▶ _Tasks and exercises_
a – According to the text on the ECHS1 gene, how many exons make up the gene?
b – Extend the text about the ECHS1 gene past its final sentence.

▶ _Excerpted passage_
►

Enoyl Coenzyme A hydratase, short chain, 1, mitochondrial, also known as ECHS1, is a human gene.

The protein encoded by this gene functions in the second step of the mitochondrial fatty acid beta-oxidation pathway. It catalyzes the hydration of 2-trans-enoyl-coenzyme A (CoA) intermediates to L-3-hydroxyacyl-CoAs. The gene product is a member of the hydratase/isomerase superfamily. It localizes to the mitochondrial matrix. Transcript variants utilizing alternative transcription initiation sites have been described in the literature.

Structure

The ECHS1 gene is approximately 11 kb in length, and is composed of eight exons, with exons I and VIII containing the 5'- and 3'-untranslated regions, respectively. There are two major transcription start sites, located 62 and 63 bp upstream of the translation codon, were mapped by primer extension analysis. The 5'-flanking region of the ECHS1 gene is GC-rich and contains several copies of the SP1 binding motive but no typical TATA or CAAT boxes are apparent. Alu repeat elements have been identified within the region -1052/-770 relative to the cap site and in intron 7. The precursor polypeptide contains 290 amino acid residues, with an N-terminal mitochondrial targeting domain (1-27,28,29) leading to a ragged mature N-terminus. The mRNA has a  5'-untranslated sequence of 21 bp and a 3'-untranslated sequence of 391 bp.

◄

(Items from a data source)
►

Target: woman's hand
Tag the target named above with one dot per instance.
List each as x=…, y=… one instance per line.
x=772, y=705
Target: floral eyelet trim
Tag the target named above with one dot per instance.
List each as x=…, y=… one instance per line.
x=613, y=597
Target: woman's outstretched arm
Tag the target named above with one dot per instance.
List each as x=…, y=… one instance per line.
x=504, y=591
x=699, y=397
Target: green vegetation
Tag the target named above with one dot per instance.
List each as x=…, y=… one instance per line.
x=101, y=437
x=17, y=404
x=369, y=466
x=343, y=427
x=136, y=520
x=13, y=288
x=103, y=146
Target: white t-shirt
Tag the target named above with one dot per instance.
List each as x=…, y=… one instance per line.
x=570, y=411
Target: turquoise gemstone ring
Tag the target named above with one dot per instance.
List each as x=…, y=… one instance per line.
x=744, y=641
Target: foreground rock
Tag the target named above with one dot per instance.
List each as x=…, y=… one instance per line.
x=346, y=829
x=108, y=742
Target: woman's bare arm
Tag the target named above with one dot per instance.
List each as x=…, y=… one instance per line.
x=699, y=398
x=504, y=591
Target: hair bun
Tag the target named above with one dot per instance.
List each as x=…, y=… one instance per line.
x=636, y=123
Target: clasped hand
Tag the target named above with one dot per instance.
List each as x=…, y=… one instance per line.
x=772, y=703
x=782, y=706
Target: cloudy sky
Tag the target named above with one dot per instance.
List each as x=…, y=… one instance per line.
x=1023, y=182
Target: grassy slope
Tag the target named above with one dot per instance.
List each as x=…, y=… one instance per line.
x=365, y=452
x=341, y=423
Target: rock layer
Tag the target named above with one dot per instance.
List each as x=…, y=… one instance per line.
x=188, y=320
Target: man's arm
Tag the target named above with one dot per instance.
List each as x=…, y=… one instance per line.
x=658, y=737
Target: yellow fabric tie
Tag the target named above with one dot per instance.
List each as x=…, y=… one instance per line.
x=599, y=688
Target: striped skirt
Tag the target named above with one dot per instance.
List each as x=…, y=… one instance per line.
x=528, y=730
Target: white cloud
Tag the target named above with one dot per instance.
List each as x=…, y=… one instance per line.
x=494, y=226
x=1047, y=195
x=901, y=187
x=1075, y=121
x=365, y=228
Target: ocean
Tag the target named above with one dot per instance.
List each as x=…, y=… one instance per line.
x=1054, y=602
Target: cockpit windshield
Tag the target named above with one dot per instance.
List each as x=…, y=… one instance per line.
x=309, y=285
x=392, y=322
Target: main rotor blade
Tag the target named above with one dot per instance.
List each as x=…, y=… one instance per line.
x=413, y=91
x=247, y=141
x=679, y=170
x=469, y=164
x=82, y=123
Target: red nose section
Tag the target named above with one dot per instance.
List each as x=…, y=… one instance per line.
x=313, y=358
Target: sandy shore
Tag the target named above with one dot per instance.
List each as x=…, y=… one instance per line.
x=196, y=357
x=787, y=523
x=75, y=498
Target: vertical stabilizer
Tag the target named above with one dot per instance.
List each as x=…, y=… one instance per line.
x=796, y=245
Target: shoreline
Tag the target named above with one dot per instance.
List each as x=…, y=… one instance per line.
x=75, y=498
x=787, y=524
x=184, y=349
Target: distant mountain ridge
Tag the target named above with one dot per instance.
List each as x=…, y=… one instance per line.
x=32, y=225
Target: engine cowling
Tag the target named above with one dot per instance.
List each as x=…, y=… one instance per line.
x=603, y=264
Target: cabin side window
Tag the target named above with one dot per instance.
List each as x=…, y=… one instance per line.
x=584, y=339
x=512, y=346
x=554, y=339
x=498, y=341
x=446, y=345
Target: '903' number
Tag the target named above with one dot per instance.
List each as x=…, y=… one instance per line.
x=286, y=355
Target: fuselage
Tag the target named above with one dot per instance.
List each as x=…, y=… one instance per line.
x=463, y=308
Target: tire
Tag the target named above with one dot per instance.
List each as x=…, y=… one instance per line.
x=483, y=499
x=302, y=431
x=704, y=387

◄

▶ _Responses for each task_
a – Eight exons.

b –
Function

Enoyl-CoA hydratase (ECH) catalyzes the second step in beta-oxidation pathway of fatty acid metabolism. The enzyme is involved in the formation of a β-hydroxyacyl-CoA thioester. The two catalytic glutamic acid residues are believed to act in concert to activate a water molecule, while Gly-141 is proposed to be involved in substrate activation. There are two potent inhibitors of ECHS, which irreversibly inactivate the enzyme via covalent adduct formation.

Clinical significance

Enoyl-CoA hydratase short chain has been confirmed to interact with STAT3, such that ECHS1 specifically represses STAT3 activity by inhibiting STAT3 phosphorylation. STAT3 can act as both an oncogene and a tumor suppressor. ECHS1 itself has shown to occur in many cancers, particularly in hypatocellular carcinoma (HCC) development; both exogenous and endogenous forms of ECHS1 bind to HBs and induce apoptosis as a result. This means that ECHS1 may be used in the future as a therapy for patients with HBV-related hepatitis or HCC.